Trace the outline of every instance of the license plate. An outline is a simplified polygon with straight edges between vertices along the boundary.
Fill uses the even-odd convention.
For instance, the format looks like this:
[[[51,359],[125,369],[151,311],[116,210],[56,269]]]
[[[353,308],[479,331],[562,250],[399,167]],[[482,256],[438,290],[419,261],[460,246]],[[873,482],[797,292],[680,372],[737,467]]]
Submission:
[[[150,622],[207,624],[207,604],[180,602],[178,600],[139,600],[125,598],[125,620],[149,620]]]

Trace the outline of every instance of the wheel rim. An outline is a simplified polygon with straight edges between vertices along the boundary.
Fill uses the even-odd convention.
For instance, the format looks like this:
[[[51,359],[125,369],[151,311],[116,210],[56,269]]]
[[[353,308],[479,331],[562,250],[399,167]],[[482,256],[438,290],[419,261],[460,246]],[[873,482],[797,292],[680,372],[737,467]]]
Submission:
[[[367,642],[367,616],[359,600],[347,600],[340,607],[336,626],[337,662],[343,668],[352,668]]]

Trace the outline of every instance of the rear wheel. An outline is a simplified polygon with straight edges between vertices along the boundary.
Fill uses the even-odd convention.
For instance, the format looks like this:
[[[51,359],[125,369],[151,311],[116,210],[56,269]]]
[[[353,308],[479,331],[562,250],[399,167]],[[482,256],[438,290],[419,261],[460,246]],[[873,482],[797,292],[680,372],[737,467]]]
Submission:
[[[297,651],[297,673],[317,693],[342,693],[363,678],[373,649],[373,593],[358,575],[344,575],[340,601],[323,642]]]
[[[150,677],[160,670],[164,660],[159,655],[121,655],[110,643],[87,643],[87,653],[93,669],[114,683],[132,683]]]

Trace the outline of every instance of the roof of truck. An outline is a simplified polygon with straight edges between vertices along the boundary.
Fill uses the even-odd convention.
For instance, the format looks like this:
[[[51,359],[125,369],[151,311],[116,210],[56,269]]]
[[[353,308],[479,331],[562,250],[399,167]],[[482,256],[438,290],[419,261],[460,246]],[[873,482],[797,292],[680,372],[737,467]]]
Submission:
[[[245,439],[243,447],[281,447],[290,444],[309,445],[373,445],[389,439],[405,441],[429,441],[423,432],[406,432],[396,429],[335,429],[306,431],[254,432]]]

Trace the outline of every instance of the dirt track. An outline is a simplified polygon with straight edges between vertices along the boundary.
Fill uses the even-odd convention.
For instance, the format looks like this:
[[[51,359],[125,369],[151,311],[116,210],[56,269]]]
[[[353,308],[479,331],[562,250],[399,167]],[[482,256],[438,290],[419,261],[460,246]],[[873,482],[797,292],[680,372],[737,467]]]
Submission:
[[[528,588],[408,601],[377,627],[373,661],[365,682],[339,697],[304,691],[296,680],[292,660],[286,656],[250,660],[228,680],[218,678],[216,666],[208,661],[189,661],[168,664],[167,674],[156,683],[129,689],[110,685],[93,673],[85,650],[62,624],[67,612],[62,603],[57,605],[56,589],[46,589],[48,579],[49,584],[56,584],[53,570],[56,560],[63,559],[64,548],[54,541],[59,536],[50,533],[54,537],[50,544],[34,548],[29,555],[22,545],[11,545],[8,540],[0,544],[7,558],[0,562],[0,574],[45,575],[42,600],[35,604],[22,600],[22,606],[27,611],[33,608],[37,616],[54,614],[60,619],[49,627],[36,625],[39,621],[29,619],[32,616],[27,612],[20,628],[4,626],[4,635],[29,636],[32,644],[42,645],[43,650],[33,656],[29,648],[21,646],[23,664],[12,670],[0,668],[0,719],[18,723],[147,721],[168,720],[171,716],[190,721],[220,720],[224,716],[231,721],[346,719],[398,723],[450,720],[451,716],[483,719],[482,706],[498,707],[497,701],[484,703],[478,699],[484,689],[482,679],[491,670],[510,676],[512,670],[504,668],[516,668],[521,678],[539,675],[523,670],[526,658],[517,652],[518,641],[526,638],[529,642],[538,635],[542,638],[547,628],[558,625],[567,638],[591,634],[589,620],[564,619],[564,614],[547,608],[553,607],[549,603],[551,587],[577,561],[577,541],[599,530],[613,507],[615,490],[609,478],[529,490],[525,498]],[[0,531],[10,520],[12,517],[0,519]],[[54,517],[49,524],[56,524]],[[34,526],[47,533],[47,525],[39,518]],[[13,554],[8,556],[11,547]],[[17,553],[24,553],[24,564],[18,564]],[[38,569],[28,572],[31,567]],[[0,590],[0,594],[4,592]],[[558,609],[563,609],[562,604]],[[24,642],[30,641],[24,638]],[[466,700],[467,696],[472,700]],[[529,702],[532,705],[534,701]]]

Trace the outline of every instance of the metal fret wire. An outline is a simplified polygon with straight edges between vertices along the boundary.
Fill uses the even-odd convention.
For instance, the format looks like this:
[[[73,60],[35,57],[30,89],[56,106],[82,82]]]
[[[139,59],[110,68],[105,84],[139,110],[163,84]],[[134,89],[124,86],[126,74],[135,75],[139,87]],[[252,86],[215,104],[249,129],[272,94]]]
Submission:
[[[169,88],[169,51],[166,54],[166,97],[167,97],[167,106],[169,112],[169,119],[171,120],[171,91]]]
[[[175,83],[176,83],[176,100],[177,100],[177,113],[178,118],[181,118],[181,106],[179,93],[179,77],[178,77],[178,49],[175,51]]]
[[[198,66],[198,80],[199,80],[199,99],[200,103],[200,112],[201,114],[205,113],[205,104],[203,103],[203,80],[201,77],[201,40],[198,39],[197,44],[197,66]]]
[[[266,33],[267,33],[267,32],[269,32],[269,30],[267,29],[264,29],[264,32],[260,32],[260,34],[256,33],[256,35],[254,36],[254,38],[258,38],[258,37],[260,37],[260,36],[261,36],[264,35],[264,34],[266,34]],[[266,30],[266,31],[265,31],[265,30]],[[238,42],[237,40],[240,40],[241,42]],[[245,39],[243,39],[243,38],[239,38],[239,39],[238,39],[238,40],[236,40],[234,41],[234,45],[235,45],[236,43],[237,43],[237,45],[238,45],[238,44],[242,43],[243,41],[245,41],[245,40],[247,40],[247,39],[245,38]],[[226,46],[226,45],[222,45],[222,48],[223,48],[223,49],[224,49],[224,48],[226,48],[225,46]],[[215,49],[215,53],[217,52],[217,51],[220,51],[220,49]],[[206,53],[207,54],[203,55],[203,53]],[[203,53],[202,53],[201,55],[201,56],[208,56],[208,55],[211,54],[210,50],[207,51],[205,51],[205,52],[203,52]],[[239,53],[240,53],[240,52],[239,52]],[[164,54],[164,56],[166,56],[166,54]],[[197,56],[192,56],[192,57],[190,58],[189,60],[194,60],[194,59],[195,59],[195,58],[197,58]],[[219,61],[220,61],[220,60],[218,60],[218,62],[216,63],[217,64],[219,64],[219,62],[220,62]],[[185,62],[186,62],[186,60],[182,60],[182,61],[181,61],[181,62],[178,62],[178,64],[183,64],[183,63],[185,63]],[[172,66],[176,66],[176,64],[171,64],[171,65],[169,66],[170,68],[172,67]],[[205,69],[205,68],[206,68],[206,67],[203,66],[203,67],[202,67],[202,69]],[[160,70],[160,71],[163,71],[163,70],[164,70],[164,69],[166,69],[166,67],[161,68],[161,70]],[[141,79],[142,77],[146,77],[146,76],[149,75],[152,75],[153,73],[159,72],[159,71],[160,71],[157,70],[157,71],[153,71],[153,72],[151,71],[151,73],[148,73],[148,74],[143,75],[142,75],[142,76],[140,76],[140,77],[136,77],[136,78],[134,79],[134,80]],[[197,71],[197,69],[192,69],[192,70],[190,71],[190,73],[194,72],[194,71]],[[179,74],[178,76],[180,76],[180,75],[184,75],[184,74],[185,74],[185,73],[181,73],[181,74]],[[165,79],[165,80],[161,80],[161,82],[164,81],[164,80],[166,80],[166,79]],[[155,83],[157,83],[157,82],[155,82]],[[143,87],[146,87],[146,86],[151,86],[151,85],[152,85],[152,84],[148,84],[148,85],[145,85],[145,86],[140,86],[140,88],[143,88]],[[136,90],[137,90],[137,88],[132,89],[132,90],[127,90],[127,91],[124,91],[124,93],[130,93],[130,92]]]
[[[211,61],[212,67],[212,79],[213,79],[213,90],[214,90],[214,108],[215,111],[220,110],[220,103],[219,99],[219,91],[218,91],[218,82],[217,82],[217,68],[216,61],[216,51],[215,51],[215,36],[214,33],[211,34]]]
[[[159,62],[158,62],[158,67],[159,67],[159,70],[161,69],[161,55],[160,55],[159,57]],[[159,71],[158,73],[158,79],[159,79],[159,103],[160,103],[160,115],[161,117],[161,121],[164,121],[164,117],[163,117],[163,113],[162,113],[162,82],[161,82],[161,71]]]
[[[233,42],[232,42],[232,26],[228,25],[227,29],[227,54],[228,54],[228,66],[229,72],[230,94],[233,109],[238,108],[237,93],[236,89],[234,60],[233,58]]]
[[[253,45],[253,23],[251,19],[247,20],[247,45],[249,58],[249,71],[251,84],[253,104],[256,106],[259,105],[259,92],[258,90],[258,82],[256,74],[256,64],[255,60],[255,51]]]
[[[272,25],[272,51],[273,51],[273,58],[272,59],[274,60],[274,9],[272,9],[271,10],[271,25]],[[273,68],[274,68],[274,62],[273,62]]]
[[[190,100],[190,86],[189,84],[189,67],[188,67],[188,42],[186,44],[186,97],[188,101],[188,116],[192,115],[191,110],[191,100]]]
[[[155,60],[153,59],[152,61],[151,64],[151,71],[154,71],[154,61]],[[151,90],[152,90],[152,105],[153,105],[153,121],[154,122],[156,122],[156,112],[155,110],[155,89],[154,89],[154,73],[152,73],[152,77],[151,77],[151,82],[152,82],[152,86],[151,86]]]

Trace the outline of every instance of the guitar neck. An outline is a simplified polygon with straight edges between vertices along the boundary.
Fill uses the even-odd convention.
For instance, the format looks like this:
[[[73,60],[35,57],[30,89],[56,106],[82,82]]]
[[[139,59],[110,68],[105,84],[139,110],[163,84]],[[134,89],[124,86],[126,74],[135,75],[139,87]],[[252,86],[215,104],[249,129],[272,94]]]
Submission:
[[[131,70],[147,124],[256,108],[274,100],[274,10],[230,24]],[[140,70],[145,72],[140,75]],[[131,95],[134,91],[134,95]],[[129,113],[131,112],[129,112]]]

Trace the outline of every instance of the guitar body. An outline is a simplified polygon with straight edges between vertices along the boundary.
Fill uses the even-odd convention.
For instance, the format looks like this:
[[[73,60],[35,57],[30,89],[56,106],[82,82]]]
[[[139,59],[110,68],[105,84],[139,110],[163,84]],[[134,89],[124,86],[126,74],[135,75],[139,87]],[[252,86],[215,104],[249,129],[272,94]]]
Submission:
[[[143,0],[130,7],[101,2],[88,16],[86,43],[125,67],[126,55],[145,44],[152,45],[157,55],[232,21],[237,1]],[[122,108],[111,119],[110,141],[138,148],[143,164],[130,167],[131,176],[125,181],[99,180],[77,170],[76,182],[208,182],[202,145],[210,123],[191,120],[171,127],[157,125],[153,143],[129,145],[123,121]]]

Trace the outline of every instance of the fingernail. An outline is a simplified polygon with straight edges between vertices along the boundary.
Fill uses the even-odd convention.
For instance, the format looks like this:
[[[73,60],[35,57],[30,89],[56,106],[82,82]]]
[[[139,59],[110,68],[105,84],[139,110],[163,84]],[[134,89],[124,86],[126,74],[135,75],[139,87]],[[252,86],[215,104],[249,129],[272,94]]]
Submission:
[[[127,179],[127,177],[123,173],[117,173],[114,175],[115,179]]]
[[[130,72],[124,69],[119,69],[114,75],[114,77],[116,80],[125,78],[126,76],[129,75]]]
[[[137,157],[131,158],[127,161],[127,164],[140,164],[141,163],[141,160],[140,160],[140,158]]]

__________________________________________________

# Prompt
Extract the lines above from the one containing "Trace the outline of every instance of the fingernail." to the last line, both included, exactly as written.

# Solution to this exercise
Trace the outline of every instance of the fingernail. An outline is a simplified polygon with straight edges between vertices along the boundary.
Fill uses the even-odd convention.
For instance, the format looks like this:
[[[73,60],[35,57],[30,89],[56,106],[82,82]]]
[[[139,59],[110,68],[105,84],[139,110],[163,84]],[[134,89],[124,86],[126,74],[135,75],[139,87]],[[252,86],[215,104],[249,129],[272,94]]]
Submission:
[[[127,179],[127,177],[123,173],[117,173],[114,175],[115,179]]]
[[[130,72],[124,69],[119,69],[114,75],[114,77],[116,80],[125,78],[126,76],[129,75]]]
[[[137,157],[131,158],[127,161],[127,164],[140,164],[141,163],[141,160],[140,160],[140,158]]]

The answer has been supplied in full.